Extracted text:
Interesting. How do you solve the obvious race condition that using
the network to send the events generate events?
Ideally you should use the RedBoot network stack for this.
> We began to graph a module with a SELECT function but we have some
> difficulties to understand what we see on the Graph. In a task,
> before sending, we call the select function. In fact the task which
> calls the SELECT function is switching on even if the driver is not
> ready to send. So the graph shows that this task is active very
> often instead to sleep until the driver is ready to send. Do
> someone know how to explain this phenomenon and how does the Posix
> select function really work ?
There is pritty good comments in the code. Have you read them:
// A flag is used to block a thread until data from the device is
// available. This prevents all threads from waking up at the same
// time and polling for changes. Each thread is allocated a flag bit
// via the SELECT_WAIT_FLAG_GET() macro when the thread registers for
// selection via cyg_selrecord (). The flag is stored in the driver's
// select info block. Only those threads specified via the flags in
// the select info are woken up by cyg_selwakeup (). If there are
// more than 32 threads in the system, then there is a chance that
// cyg_selwakeup () may wake up more than one thread. Each thread then
// polls for changes.
So you probably have the same bit set as some other thread using the network.

Set of tasks:
**a)** In the mailing-list excerpt, which function wakes up only the threads specified via the flags in the select info?
**b)** Rewrite the portion of the mailing-list excerpt starting with "There is pritty" and going on through "using the network.", changing "32" to "64".
**c)** List every function or macro named in the code comment lines (those beginning with //) of the mailing-list excerpt.

Provided records:
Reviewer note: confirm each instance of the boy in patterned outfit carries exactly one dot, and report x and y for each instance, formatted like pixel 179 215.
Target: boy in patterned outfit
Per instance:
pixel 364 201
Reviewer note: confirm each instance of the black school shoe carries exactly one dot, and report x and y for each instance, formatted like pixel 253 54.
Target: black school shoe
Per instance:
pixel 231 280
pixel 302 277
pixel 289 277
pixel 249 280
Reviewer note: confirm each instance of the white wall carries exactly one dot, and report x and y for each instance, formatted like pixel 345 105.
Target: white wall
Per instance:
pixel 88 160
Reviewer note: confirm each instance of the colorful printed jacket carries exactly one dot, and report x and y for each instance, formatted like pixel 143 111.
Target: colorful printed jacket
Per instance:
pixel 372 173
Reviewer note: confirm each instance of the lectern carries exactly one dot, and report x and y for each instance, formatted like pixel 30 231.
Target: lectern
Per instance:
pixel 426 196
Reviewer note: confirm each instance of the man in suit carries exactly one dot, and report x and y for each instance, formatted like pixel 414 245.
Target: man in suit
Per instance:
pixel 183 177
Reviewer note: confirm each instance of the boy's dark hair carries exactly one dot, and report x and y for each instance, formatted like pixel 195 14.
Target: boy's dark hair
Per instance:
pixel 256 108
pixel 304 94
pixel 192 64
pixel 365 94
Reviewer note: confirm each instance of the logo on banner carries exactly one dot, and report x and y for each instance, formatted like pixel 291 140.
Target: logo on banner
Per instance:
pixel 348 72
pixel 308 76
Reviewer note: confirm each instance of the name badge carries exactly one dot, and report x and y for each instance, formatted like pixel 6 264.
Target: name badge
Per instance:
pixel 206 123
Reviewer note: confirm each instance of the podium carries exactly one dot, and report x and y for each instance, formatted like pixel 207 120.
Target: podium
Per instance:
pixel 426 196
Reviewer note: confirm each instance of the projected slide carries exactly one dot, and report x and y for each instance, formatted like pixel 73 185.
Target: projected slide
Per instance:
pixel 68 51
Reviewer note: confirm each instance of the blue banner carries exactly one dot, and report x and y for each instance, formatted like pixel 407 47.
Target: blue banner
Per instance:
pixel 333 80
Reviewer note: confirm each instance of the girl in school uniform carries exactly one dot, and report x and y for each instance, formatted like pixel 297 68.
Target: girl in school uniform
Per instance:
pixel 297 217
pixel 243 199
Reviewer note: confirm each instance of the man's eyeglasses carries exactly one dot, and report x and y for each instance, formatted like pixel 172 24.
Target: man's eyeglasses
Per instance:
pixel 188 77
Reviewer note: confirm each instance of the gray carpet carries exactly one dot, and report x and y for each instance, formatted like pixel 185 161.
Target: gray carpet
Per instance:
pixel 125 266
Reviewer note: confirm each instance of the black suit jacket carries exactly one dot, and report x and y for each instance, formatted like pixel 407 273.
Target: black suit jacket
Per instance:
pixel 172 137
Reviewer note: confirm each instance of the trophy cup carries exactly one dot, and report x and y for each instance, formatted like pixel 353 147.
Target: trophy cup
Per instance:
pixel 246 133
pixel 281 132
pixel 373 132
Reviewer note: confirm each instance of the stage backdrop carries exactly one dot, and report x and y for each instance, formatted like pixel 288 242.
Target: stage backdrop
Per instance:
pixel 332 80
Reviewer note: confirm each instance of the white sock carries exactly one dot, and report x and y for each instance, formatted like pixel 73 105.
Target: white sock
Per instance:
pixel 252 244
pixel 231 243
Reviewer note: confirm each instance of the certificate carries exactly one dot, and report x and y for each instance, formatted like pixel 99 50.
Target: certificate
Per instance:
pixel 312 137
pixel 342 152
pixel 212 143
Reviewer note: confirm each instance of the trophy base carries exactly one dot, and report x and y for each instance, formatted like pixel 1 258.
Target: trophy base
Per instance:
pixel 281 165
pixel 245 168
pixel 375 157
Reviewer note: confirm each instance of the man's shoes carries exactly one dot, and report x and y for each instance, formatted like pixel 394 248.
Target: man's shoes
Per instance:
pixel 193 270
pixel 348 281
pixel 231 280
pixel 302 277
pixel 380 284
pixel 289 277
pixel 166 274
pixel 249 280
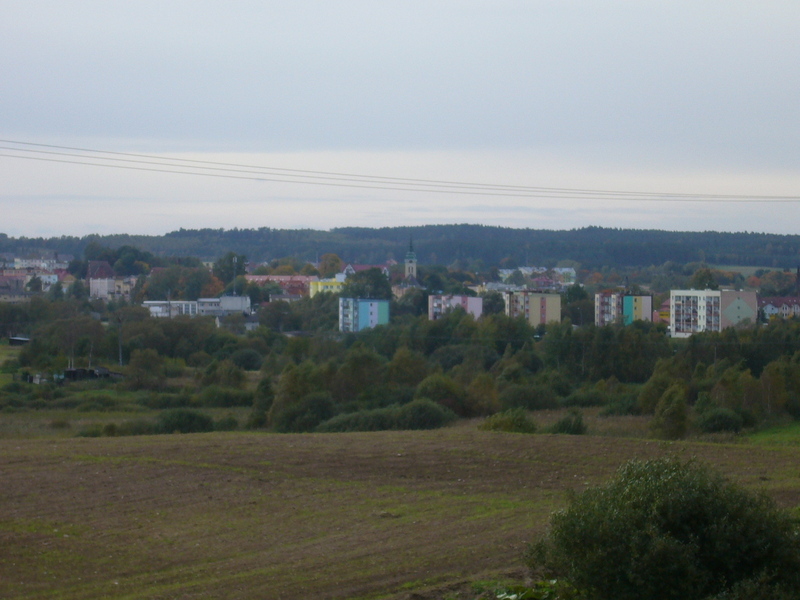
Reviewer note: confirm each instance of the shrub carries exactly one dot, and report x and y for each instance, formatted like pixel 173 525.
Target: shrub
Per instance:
pixel 719 420
pixel 586 397
pixel 247 359
pixel 670 530
pixel 226 423
pixel 624 404
pixel 305 415
pixel 570 424
pixel 529 397
pixel 138 427
pixel 514 420
pixel 225 397
pixel 423 414
pixel 672 414
pixel 379 419
pixel 182 420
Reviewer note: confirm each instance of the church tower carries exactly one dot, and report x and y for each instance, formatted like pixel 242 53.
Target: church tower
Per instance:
pixel 411 262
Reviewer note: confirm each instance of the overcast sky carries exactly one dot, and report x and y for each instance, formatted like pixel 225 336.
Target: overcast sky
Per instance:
pixel 680 97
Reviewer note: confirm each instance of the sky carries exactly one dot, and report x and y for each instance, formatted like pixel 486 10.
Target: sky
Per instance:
pixel 548 114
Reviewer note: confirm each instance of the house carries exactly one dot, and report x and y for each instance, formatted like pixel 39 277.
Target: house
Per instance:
pixel 537 308
pixel 439 305
pixel 358 314
pixel 333 285
pixel 291 284
pixel 112 288
pixel 780 307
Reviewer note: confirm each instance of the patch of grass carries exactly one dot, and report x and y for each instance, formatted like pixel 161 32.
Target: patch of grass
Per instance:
pixel 785 434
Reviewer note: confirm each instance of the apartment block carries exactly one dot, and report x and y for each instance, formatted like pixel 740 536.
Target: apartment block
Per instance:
pixel 536 307
pixel 695 311
pixel 623 309
pixel 439 305
pixel 357 314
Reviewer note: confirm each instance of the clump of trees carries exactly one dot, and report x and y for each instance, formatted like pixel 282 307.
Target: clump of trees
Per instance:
pixel 666 529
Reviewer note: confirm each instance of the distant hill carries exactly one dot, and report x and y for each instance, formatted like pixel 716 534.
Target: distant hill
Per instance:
pixel 592 247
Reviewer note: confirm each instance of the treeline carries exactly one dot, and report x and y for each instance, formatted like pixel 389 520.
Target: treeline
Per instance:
pixel 456 366
pixel 472 247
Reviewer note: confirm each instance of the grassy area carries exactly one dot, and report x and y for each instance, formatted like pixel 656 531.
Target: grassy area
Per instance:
pixel 251 515
pixel 788 434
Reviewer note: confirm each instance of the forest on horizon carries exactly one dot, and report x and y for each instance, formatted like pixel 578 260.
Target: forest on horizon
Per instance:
pixel 472 247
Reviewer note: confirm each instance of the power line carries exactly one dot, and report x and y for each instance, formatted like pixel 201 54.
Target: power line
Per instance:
pixel 229 170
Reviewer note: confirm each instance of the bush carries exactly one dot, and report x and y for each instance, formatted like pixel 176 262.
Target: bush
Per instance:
pixel 514 420
pixel 182 420
pixel 138 427
pixel 423 414
pixel 247 359
pixel 585 397
pixel 225 397
pixel 718 420
pixel 379 419
pixel 305 415
pixel 670 530
pixel 226 423
pixel 529 397
pixel 570 424
pixel 671 418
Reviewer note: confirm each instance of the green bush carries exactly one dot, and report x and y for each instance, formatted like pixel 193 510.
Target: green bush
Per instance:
pixel 304 415
pixel 718 420
pixel 529 397
pixel 570 424
pixel 216 396
pixel 182 420
pixel 247 359
pixel 585 397
pixel 139 427
pixel 226 423
pixel 379 419
pixel 671 417
pixel 624 404
pixel 514 420
pixel 423 414
pixel 671 530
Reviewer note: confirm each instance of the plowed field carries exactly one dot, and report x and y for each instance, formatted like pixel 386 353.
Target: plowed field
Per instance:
pixel 371 515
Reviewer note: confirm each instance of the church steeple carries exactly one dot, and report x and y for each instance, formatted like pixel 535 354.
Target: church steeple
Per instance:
pixel 411 261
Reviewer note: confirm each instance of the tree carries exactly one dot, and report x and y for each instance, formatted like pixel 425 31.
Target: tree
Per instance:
pixel 672 414
pixel 670 530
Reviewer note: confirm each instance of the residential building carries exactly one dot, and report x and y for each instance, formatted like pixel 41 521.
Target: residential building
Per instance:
pixel 291 284
pixel 439 305
pixel 537 308
pixel 333 285
pixel 781 307
pixel 205 307
pixel 112 288
pixel 357 314
pixel 695 311
pixel 614 307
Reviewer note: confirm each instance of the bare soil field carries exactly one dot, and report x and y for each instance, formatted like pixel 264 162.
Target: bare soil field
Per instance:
pixel 392 515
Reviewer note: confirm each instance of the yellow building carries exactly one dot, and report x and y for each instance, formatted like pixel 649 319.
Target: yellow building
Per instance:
pixel 325 285
pixel 537 308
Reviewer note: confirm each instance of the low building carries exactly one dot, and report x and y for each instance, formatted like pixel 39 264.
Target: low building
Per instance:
pixel 781 307
pixel 112 288
pixel 333 285
pixel 358 314
pixel 537 308
pixel 439 305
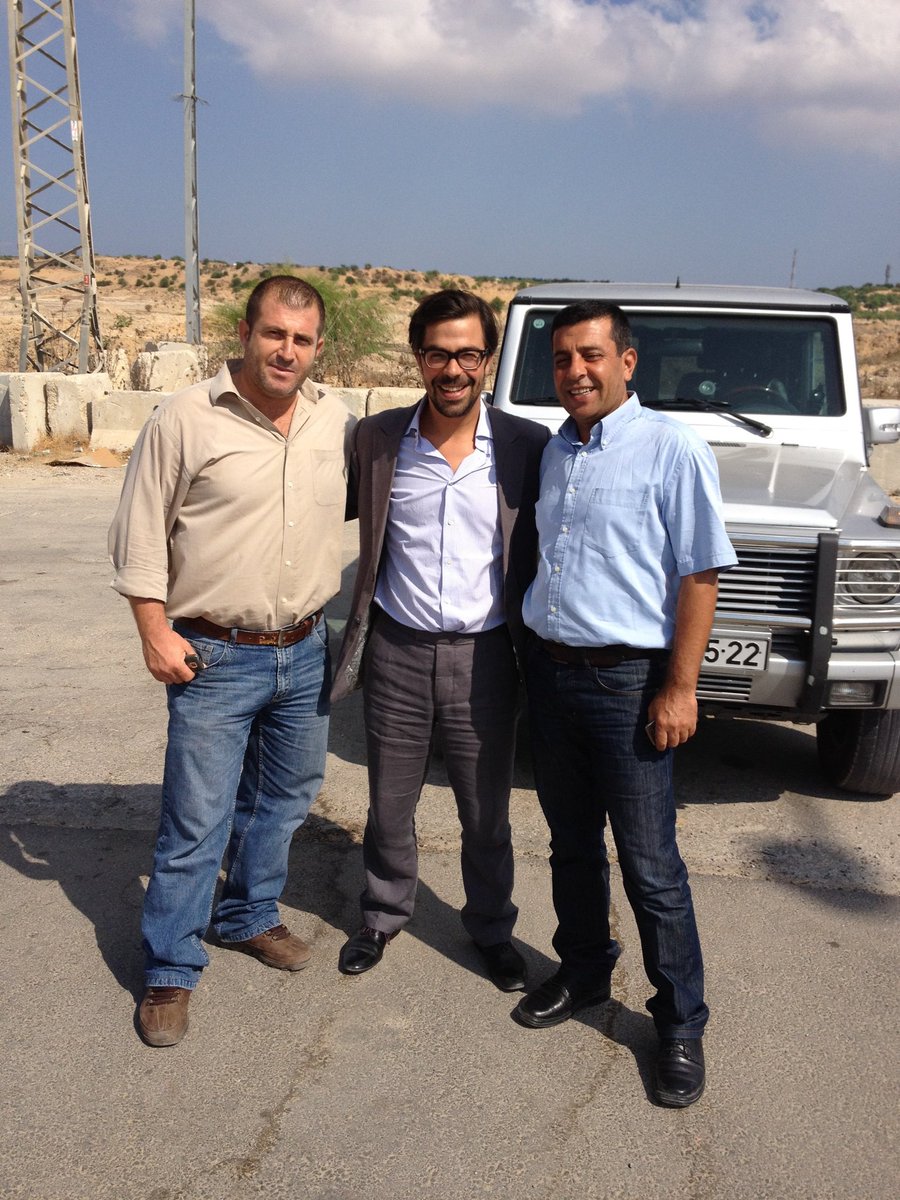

Solutions to the tasks:
**a)** cyg_selwakeup ()

**b)**
There is pritty good comments in the code. Have you read them:
// A flag is used to block a thread until data from the device is
// available. This prevents all threads from waking up at the same
// time and polling for changes. Each thread is allocated a flag bit
// via the SELECT_WAIT_FLAG_GET() macro when the thread registers for
// selection via cyg_selrecord (). The flag is stored in the driver's
// select info block. Only those threads specified via the flags in
// the select info are woken up by cyg_selwakeup (). If there are
// more than 64 threads in the system, then there is a chance that
// cyg_selwakeup () may wake up more than one thread. Each thread then
// polls for changes.
So you probably have the same bit set as some other thread using the network.

**c)** SELECT_WAIT_FLAG_GET(), cyg_selrecord (), cyg_selwakeup ()